本文
今回のDISC1・2の音源の元となっているTabbasaデモテープVOLⅠ〜Ⅳ、及び「有角神舞踏」は、全てセルフプロデュースであると共に、レコーディングに関して全くの素人であったメンバーが、自らの手でひとつひとつ手探り状態で作り上げた、云わば悪戦苦闘の音の記録でもある。(ゆえに一般に出回っているミュージックCD等とは、音質的な部分でかなり異なる)
 まず、Tabbasa VOLⅠ(4曲入り)について。当時オリジナル曲が何曲かできたところで、自分達の曲をもっとよく知って欲しいという想いから、ある日、デモテープを作ってみようということになった。(ちなみにデモテープとは、元々は、アマチュアバンドが、メジャーレコード会社等への売り込みのために配布していた自分たちの楽曲を録音したデモンストレーション・テープのことである。そして当時本土では、それらは、こうした宣伝用以外に、一般のファン向けにも販売されるようになってきていた。)

抽出エントリ
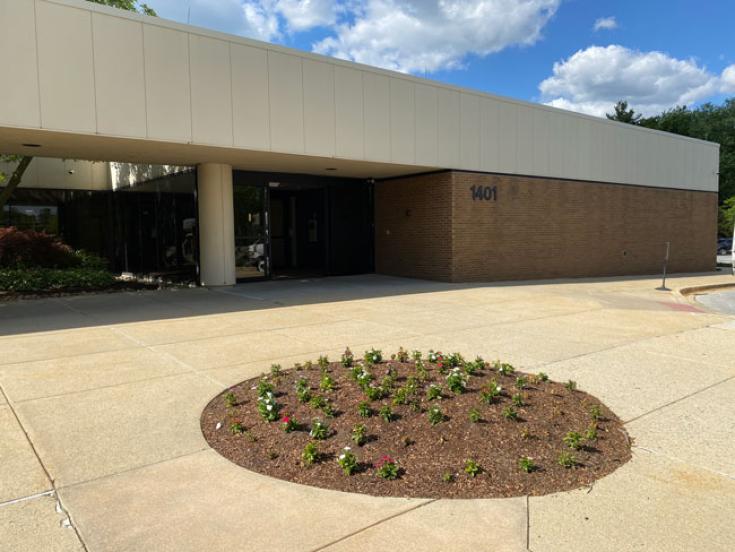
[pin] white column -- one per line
(216, 225)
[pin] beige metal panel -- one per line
(250, 97)
(285, 85)
(211, 91)
(66, 72)
(168, 90)
(376, 94)
(119, 76)
(447, 125)
(541, 137)
(426, 130)
(319, 131)
(508, 137)
(348, 103)
(489, 135)
(19, 105)
(524, 141)
(402, 121)
(469, 137)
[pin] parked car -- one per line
(724, 246)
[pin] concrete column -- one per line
(216, 225)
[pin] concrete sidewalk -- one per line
(101, 450)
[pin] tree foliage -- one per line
(129, 5)
(624, 114)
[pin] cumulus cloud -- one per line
(606, 24)
(593, 79)
(421, 35)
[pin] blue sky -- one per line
(576, 54)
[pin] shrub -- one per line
(31, 249)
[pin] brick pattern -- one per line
(430, 227)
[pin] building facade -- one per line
(303, 164)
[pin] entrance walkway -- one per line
(101, 450)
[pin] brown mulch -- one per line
(425, 453)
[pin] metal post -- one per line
(666, 261)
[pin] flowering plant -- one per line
(347, 461)
(373, 356)
(504, 368)
(457, 381)
(267, 407)
(387, 468)
(347, 358)
(289, 424)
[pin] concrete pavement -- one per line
(101, 450)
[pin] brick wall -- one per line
(430, 227)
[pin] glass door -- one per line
(252, 246)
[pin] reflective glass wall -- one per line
(141, 218)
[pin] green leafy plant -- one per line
(348, 358)
(457, 381)
(433, 392)
(491, 392)
(236, 428)
(326, 383)
(435, 415)
(359, 434)
(567, 460)
(471, 368)
(264, 387)
(319, 430)
(386, 414)
(347, 461)
(373, 356)
(573, 440)
(267, 407)
(504, 368)
(387, 468)
(472, 468)
(230, 400)
(509, 413)
(527, 464)
(310, 454)
(402, 355)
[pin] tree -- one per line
(21, 162)
(623, 114)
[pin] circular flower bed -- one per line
(417, 426)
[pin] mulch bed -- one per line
(431, 458)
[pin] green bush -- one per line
(53, 279)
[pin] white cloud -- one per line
(606, 23)
(592, 80)
(727, 81)
(421, 35)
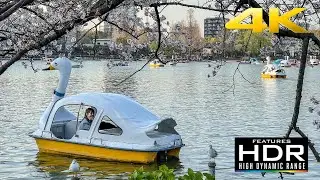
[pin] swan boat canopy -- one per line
(121, 130)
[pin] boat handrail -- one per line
(96, 138)
(47, 132)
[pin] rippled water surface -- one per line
(205, 112)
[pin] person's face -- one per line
(90, 115)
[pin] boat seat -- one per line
(57, 130)
(70, 129)
(112, 131)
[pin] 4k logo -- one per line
(274, 20)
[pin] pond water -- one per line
(205, 113)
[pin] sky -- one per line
(178, 13)
(175, 14)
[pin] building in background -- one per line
(107, 28)
(213, 26)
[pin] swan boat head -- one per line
(63, 65)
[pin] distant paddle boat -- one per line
(156, 63)
(273, 70)
(172, 63)
(314, 61)
(122, 129)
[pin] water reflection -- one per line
(56, 166)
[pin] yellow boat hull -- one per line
(96, 152)
(272, 76)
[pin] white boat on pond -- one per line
(121, 130)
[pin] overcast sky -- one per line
(178, 13)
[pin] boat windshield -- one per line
(132, 113)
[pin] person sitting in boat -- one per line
(87, 120)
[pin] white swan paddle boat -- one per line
(273, 70)
(122, 129)
(156, 63)
(314, 61)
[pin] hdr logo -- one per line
(274, 20)
(271, 154)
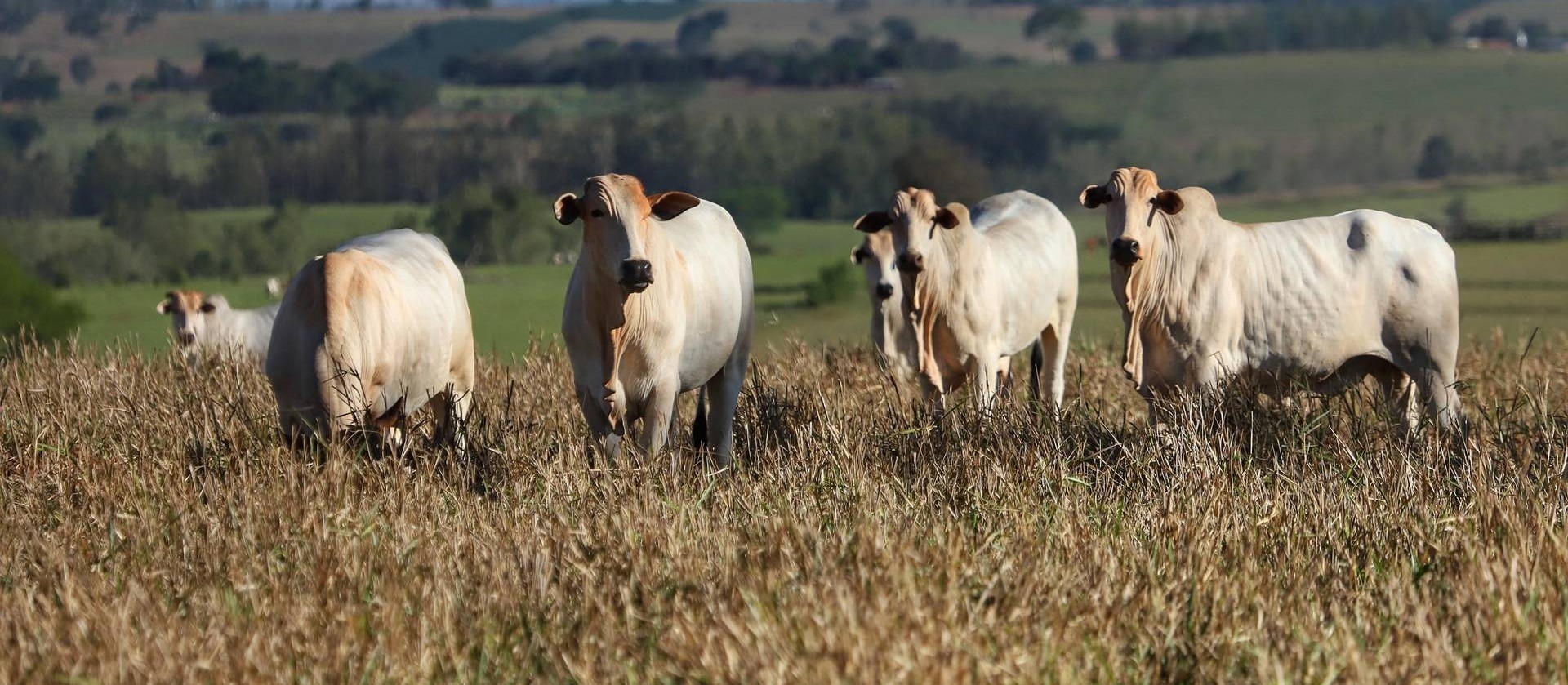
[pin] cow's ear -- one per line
(1094, 196)
(872, 221)
(952, 215)
(668, 206)
(567, 209)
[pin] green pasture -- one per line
(1513, 287)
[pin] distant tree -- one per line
(695, 35)
(32, 83)
(1054, 22)
(27, 305)
(1084, 52)
(114, 173)
(85, 18)
(110, 112)
(1455, 215)
(899, 29)
(82, 69)
(18, 15)
(1437, 158)
(140, 18)
(20, 132)
(158, 226)
(237, 175)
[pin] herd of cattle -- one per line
(661, 303)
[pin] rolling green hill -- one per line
(1510, 286)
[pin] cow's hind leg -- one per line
(1399, 395)
(1054, 350)
(606, 436)
(1435, 381)
(724, 395)
(452, 417)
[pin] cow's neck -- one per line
(1160, 292)
(626, 318)
(935, 295)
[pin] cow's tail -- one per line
(700, 424)
(337, 364)
(1037, 358)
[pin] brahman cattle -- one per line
(1324, 301)
(371, 332)
(980, 287)
(893, 337)
(659, 303)
(206, 325)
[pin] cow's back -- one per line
(1029, 264)
(1317, 291)
(385, 315)
(719, 274)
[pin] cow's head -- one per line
(915, 221)
(875, 256)
(194, 314)
(1133, 199)
(617, 220)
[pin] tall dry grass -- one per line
(153, 528)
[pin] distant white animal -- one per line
(1324, 301)
(659, 303)
(206, 325)
(371, 332)
(982, 289)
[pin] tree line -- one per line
(608, 63)
(490, 185)
(1285, 27)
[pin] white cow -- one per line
(1324, 301)
(206, 325)
(659, 303)
(982, 289)
(369, 334)
(893, 337)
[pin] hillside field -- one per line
(1510, 286)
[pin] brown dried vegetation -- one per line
(153, 528)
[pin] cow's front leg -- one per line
(659, 410)
(606, 434)
(987, 373)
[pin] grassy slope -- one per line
(1281, 95)
(1515, 286)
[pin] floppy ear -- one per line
(872, 221)
(668, 206)
(1094, 196)
(952, 215)
(567, 209)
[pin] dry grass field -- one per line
(154, 530)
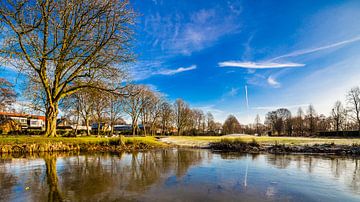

練習問題
**1)** 本文のうち、「今回のDISC1・2の音源の」から「れるようになってきていた。)」までを、両端を含めて一字一句そのまま書き写してください。
**2)** 本文によると、Tabbasa VOLⅠには何曲入っているか。

解答例
**1)**
今回のDISC1・2の音源の元となっているTabbasaデモテープVOLⅠ〜Ⅳ、及び「有角神舞踏」は、全てセルフプロデュースであると共に、レコーディングに関して全くの素人であったメンバーが、自らの手でひとつひとつ手探り状態で作り上げた、云わば悪戦苦闘の音の記録でもある。(ゆえに一般に出回っているミュージックCD等とは、音質的な部分でかなり異なる)
 まず、Tabbasa VOLⅠ(4曲入り)について。当時オリジナル曲が何曲かできたところで、自分達の曲をもっとよく知って欲しいという想いから、ある日、デモテープを作ってみようということになった。(ちなみにデモテープとは、元々は、アマチュアバンドが、メジャーレコード会社等への売り込みのために配布していた自分たちの楽曲を録音したデモンストレーション・テープのことである。そして当時本土では、それらは、こうした宣伝用以外に、一般のファン向けにも販売されるようになってきていた。)

**2)** 4曲。